• [Given data]:
>> START
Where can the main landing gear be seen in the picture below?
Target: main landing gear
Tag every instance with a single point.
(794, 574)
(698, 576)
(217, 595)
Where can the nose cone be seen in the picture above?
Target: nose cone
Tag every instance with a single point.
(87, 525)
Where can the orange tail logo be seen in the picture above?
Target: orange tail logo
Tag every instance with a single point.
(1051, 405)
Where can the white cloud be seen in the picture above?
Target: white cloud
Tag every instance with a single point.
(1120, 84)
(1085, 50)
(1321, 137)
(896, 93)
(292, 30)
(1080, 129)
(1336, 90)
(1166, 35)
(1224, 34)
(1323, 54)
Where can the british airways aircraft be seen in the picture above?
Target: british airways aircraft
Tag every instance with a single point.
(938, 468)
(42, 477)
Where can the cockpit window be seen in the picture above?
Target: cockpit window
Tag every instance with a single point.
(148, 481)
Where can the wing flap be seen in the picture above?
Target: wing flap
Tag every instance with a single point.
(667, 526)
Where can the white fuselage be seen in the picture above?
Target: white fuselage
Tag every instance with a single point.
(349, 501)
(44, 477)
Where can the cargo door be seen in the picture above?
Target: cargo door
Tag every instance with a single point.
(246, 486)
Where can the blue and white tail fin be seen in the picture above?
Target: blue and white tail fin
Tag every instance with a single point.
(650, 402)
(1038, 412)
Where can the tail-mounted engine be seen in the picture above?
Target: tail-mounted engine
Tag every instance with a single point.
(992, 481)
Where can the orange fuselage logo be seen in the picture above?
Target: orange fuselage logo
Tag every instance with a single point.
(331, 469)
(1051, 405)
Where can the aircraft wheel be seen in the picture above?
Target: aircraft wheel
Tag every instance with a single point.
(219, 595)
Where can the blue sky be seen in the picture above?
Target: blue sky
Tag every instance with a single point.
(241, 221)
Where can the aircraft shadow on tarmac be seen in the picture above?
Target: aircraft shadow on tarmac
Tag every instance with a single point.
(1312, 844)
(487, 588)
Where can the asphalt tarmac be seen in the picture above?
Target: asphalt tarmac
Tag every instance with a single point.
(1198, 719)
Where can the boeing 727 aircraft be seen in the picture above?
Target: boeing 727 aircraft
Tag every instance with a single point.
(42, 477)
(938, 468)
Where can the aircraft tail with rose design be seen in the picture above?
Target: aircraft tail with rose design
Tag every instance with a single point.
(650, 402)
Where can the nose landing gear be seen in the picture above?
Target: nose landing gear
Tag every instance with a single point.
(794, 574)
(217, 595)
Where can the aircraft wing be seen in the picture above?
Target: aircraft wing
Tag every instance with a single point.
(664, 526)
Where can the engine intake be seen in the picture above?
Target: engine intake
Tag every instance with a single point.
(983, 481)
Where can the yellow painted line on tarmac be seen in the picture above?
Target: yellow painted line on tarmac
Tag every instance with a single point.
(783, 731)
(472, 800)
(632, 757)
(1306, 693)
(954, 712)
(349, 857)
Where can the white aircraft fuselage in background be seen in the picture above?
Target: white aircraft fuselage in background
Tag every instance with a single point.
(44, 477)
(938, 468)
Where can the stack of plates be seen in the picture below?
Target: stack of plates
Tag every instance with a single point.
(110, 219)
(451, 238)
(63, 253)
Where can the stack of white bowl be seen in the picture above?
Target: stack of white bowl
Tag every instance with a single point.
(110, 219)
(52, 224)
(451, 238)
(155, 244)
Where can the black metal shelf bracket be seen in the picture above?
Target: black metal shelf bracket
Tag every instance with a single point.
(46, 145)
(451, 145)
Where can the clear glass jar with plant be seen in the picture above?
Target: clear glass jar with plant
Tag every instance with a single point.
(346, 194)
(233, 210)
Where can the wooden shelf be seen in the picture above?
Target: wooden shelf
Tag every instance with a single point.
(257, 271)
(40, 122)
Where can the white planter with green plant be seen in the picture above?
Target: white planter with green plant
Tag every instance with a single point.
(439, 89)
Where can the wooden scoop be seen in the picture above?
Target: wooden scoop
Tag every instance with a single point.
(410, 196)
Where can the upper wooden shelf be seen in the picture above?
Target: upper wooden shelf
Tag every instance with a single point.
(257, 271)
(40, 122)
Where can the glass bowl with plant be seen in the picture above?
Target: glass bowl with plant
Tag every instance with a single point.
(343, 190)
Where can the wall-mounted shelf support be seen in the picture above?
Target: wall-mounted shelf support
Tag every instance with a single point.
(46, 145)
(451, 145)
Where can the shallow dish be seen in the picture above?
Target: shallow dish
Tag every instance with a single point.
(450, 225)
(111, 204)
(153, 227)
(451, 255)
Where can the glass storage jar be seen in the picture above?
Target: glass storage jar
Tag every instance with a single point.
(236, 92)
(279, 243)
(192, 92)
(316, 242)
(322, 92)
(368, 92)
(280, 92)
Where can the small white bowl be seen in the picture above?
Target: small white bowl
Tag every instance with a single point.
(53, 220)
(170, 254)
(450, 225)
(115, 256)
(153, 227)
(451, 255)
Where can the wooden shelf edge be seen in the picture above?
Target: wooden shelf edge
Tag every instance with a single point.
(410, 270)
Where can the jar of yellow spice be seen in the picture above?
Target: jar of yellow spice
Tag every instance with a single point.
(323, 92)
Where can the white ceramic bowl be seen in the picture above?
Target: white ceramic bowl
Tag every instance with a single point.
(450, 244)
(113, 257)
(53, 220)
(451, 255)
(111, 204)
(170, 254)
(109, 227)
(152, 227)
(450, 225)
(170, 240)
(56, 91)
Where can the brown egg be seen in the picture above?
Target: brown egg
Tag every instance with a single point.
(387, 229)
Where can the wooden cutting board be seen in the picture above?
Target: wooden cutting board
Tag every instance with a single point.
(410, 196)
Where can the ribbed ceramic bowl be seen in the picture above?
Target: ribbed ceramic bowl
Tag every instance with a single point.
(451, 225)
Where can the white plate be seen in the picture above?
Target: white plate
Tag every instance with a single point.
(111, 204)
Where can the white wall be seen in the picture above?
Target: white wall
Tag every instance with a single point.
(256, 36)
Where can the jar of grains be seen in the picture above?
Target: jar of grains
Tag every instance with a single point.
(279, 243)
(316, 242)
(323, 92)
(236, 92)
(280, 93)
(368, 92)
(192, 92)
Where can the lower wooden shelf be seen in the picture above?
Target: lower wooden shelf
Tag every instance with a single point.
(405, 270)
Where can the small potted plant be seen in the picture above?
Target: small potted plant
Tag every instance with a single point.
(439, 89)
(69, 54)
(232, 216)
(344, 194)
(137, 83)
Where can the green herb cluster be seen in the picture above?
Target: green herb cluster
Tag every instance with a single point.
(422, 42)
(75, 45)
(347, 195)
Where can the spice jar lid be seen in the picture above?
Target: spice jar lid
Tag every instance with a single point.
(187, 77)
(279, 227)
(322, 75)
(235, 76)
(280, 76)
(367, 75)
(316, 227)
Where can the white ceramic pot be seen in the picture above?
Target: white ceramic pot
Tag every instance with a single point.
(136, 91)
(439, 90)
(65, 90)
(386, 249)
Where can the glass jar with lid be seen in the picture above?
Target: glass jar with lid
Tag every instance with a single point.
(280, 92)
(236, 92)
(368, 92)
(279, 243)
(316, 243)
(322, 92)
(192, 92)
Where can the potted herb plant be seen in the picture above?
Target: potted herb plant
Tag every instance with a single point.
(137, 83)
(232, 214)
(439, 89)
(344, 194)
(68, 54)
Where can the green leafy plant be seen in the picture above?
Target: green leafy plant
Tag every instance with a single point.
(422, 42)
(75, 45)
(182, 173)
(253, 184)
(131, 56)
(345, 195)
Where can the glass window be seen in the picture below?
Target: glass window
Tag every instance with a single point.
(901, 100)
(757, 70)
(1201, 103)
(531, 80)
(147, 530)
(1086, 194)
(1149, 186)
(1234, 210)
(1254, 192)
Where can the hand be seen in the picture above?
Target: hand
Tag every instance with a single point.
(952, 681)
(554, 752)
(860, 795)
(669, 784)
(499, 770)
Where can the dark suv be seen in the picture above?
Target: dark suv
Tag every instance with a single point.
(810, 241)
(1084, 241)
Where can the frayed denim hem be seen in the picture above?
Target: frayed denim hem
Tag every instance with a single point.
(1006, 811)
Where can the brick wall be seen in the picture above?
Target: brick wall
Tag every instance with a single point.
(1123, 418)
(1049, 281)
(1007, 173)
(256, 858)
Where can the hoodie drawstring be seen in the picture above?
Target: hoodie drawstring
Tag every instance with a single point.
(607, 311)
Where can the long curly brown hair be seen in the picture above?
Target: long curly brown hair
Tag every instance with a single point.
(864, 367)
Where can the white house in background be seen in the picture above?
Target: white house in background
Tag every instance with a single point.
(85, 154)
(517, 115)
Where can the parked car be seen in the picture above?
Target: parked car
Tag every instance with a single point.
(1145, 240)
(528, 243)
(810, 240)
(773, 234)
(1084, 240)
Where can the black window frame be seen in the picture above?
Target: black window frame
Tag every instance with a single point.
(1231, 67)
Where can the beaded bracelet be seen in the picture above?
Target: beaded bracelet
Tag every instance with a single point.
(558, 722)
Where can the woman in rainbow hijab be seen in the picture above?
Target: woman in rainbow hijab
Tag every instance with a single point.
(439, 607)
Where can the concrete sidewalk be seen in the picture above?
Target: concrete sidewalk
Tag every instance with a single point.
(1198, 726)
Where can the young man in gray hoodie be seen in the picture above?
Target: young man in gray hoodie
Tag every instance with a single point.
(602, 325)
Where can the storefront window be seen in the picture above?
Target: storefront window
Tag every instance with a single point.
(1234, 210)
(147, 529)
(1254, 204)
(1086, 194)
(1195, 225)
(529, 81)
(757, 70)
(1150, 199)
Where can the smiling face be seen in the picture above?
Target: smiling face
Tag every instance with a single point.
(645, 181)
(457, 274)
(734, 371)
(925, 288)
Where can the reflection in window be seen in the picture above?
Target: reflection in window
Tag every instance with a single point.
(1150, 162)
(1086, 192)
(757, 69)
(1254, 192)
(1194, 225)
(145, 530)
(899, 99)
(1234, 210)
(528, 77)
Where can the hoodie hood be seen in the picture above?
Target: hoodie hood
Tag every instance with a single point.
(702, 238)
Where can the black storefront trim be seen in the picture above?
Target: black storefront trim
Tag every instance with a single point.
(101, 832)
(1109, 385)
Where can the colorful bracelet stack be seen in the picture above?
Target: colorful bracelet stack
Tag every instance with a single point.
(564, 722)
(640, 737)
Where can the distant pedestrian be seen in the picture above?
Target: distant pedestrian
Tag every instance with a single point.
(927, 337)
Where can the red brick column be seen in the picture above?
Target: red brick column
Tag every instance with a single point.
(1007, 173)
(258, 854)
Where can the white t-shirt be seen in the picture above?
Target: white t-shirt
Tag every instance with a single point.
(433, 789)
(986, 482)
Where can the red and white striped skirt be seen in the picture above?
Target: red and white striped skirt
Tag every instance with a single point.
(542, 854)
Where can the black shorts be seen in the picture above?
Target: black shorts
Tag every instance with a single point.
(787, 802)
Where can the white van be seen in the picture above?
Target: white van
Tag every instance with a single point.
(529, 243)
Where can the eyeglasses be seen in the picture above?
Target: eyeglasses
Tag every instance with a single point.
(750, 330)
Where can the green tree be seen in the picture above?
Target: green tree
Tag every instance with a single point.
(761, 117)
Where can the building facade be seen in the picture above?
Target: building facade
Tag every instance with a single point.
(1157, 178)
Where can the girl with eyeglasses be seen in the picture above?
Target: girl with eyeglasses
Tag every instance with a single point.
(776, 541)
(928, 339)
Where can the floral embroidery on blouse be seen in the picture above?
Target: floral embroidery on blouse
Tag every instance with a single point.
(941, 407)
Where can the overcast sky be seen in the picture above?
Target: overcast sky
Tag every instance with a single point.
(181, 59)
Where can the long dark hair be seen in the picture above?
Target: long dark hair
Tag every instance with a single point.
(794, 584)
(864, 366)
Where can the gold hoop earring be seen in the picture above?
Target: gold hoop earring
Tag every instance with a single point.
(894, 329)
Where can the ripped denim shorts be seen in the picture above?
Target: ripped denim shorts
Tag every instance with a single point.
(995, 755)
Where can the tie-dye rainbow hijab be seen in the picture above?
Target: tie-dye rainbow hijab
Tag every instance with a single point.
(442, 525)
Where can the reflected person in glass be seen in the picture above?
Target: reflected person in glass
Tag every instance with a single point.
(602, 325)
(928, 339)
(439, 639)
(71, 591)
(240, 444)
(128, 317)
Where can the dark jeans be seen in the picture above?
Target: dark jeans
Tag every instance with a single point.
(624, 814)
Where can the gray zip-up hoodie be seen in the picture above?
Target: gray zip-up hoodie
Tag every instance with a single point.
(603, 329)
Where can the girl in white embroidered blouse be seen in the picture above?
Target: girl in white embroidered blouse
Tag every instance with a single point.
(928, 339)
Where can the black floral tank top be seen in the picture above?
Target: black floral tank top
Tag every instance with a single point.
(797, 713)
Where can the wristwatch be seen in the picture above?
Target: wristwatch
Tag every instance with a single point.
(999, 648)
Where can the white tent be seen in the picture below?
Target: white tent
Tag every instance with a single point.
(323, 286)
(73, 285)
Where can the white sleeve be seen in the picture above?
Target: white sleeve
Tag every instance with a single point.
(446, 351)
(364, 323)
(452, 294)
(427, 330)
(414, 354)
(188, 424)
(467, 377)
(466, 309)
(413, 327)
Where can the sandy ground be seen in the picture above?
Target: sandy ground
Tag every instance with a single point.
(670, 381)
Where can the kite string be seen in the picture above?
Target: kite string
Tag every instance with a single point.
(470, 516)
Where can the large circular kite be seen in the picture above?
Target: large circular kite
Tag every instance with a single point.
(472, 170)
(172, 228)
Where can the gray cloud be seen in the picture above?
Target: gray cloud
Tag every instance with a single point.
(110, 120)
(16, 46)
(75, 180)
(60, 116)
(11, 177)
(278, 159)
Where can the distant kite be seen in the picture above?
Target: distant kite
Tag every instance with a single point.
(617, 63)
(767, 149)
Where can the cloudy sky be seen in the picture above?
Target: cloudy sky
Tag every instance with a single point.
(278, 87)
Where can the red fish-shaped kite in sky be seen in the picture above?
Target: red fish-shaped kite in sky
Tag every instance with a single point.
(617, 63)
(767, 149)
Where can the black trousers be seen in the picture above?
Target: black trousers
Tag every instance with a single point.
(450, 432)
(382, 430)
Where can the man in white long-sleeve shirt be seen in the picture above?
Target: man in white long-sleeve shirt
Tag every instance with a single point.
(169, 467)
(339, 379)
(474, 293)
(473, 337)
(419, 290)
>> END
• [Do this]: Rescale the material between the lines holding "Where can the beaded" and "(1150, 199)", inclusive, and give all of those lines again with the request lines unchanged. Multiply every point coordinate in the answers by 0.85 and round each result to a whole number, rounding halves up.

• [Complete answer]:
Where can the beaded bracelet be seen in the picture above?
Target: beaded bracelet
Tag every instance with a single point.
(474, 614)
Where can the woman in rainbow hijab be seen in the picture above?
Target: woman in rainbow hijab
Tag every instance with a single point.
(373, 516)
Where can the concrete sidewalk be seen in the picture above?
Target: concrete sidewalk
Tag every instance with a single point.
(1018, 617)
Where can the young man in gray hoodie be seen in the picture above?
Target: young man in gray hoodie
Tag every instance with a single point.
(512, 276)
Where can the storefront window be seen in the picture above?
Target: storefront window
Tag every instance with a single point.
(1049, 179)
(125, 450)
(1066, 173)
(923, 165)
(1016, 191)
(450, 69)
(643, 60)
(978, 169)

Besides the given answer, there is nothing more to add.